**DA SVOLGERE**
Trascriva le righe seguenti in un elenco JSON di stringhe, con una stringa per ciascuna riga e senza quelle vuote.

**RIGHE DEL DATASET**
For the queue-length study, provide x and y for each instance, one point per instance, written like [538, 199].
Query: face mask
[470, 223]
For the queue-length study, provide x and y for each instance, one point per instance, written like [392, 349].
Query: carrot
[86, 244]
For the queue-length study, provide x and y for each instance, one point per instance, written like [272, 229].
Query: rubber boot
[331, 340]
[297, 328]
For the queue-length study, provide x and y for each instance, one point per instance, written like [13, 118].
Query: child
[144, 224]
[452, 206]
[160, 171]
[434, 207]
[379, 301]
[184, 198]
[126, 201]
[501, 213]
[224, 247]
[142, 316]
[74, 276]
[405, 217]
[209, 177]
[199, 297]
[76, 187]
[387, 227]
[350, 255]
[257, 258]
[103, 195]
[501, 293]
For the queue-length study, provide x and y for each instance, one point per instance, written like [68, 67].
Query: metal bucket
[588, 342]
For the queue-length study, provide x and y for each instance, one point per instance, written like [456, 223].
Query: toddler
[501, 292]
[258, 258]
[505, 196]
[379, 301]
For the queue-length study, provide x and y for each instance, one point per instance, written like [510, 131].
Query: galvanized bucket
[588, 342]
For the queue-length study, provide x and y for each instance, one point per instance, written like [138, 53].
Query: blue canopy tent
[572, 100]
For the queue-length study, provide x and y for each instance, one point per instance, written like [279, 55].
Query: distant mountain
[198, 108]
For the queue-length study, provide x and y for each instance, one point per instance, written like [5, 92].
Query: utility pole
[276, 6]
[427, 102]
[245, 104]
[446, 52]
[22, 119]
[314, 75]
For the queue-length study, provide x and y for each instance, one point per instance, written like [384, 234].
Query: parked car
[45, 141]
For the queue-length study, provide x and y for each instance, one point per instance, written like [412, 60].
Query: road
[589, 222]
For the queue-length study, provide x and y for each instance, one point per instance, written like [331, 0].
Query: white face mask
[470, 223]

**SOLUZIONE PROPOSTA**
[
  "For the queue-length study, provide x and y for each instance, one point per instance, written like [538, 199].",
  "Query: face mask",
  "[470, 223]",
  "For the queue-length study, provide x and y for each instance, one point per instance, written like [392, 349].",
  "Query: carrot",
  "[86, 244]",
  "For the queue-length study, provide x and y for each instance, one point per instance, written like [272, 229].",
  "Query: rubber boot",
  "[331, 340]",
  "[297, 328]",
  "For the queue-length study, provide x and y for each instance, one point per instance, written like [13, 118].",
  "Query: child",
  "[144, 224]",
  "[452, 206]",
  "[160, 171]",
  "[434, 207]",
  "[379, 301]",
  "[184, 198]",
  "[126, 201]",
  "[501, 213]",
  "[224, 247]",
  "[142, 316]",
  "[74, 276]",
  "[405, 217]",
  "[209, 177]",
  "[199, 297]",
  "[76, 187]",
  "[387, 227]",
  "[350, 255]",
  "[257, 258]",
  "[103, 195]",
  "[501, 293]",
  "For the queue-length study, provide x and y for each instance, one point per instance, written like [68, 67].",
  "Query: metal bucket",
  "[588, 342]",
  "For the queue-length study, provide x and y for each instance, one point per instance, written like [456, 223].",
  "Query: toddler",
  "[501, 292]",
  "[258, 258]",
  "[505, 196]",
  "[379, 301]",
  "For the queue-length study, provide x and y for each instance, one point per instance, written like [510, 131].",
  "Query: galvanized bucket",
  "[588, 342]",
  "For the queue-length study, provide x and y for each instance, one point per instance, written like [138, 53].",
  "Query: blue canopy tent",
  "[572, 100]",
  "For the queue-length study, provide x and y for each instance, one point per instance, written like [279, 55].",
  "Query: distant mountain",
  "[198, 108]",
  "For the queue-length study, provide x and y for each instance, one point per instance, written like [5, 92].",
  "Query: utility pole",
  "[276, 6]",
  "[427, 102]",
  "[245, 104]",
  "[446, 52]",
  "[22, 119]",
  "[314, 75]",
  "For the queue-length study, provide x and y for each instance, one point per instance, written like [384, 234].",
  "Query: parked car",
  "[45, 141]",
  "For the queue-length study, provide x and y for each instance, one point per instance, written like [412, 60].",
  "Query: road",
  "[589, 222]",
  "For the queue-length study, provide x and y for each instance, one point per instance, written like [331, 0].",
  "Query: white face mask",
  "[470, 223]"
]